# [WHAT NEEDS TO BE DONE]
Only lines holding the word "plank" are wanted from the records; copy all of them.

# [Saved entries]
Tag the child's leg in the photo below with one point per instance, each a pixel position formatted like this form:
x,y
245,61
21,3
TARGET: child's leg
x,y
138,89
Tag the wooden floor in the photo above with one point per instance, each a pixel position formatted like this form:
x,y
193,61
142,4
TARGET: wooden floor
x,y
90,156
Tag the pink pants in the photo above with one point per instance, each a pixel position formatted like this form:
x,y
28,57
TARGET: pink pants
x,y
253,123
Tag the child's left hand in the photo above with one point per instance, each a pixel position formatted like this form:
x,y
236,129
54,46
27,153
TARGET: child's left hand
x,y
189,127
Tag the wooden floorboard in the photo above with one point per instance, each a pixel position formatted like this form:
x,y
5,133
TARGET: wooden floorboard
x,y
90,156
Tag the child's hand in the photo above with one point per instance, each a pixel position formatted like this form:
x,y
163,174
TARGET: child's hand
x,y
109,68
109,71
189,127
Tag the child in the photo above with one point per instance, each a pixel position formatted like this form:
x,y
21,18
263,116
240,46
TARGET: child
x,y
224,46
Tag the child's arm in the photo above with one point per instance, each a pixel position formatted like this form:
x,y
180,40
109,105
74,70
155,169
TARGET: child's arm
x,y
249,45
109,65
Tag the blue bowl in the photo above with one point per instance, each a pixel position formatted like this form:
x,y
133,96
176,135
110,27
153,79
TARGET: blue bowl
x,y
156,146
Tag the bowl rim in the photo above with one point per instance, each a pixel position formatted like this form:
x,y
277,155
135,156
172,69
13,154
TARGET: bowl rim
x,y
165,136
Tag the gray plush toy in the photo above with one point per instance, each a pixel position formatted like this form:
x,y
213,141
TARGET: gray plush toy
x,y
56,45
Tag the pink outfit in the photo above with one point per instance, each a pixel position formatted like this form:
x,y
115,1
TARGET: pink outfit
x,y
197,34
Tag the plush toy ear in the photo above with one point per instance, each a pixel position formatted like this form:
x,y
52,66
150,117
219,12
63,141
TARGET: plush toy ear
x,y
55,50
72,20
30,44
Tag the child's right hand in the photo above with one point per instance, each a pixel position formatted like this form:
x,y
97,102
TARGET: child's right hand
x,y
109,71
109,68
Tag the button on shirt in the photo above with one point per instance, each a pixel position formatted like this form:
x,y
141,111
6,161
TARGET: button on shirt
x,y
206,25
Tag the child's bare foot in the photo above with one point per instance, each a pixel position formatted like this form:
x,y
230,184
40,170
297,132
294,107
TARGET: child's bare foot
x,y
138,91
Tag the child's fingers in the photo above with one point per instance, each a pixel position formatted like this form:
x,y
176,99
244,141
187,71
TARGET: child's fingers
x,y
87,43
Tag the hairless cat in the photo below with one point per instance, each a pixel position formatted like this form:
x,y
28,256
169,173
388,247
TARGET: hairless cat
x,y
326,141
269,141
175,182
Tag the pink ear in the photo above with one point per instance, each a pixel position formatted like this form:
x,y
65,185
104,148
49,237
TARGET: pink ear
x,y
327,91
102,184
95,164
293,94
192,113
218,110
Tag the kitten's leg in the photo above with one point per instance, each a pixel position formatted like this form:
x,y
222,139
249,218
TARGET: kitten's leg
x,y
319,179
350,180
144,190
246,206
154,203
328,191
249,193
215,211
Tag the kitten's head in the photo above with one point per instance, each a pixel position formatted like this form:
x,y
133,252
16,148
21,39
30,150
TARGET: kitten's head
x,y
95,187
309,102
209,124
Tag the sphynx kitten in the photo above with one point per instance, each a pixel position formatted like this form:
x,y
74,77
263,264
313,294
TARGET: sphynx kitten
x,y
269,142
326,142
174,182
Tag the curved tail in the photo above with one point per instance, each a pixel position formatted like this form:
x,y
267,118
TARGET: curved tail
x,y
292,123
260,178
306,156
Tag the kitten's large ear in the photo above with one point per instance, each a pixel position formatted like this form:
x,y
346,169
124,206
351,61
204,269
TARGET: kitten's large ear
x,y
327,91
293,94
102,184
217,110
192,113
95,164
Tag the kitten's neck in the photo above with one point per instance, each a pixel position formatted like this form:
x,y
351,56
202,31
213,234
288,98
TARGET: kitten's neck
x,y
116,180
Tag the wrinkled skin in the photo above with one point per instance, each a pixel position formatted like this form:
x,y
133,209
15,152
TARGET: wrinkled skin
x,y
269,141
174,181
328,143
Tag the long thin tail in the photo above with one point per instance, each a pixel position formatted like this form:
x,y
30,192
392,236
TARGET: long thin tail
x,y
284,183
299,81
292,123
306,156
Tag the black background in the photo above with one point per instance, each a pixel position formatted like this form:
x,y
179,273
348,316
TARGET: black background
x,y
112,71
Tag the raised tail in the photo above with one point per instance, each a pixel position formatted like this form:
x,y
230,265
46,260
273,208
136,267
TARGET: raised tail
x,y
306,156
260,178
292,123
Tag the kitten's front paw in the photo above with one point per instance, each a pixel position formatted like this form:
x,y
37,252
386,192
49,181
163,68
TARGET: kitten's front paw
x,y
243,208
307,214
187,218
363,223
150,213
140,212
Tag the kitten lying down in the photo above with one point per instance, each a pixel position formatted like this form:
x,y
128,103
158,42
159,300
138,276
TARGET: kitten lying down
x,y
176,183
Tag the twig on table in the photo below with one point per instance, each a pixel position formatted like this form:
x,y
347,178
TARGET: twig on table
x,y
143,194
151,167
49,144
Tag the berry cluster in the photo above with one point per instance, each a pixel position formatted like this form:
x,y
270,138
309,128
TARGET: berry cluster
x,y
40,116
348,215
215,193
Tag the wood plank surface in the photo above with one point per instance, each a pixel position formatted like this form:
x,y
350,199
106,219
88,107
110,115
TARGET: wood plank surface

# [RESPONSE BOX]
Tag the wood plank surface in the photo above with one point per instance, each a pixel position formatted like this form:
TARGET: wood plank surface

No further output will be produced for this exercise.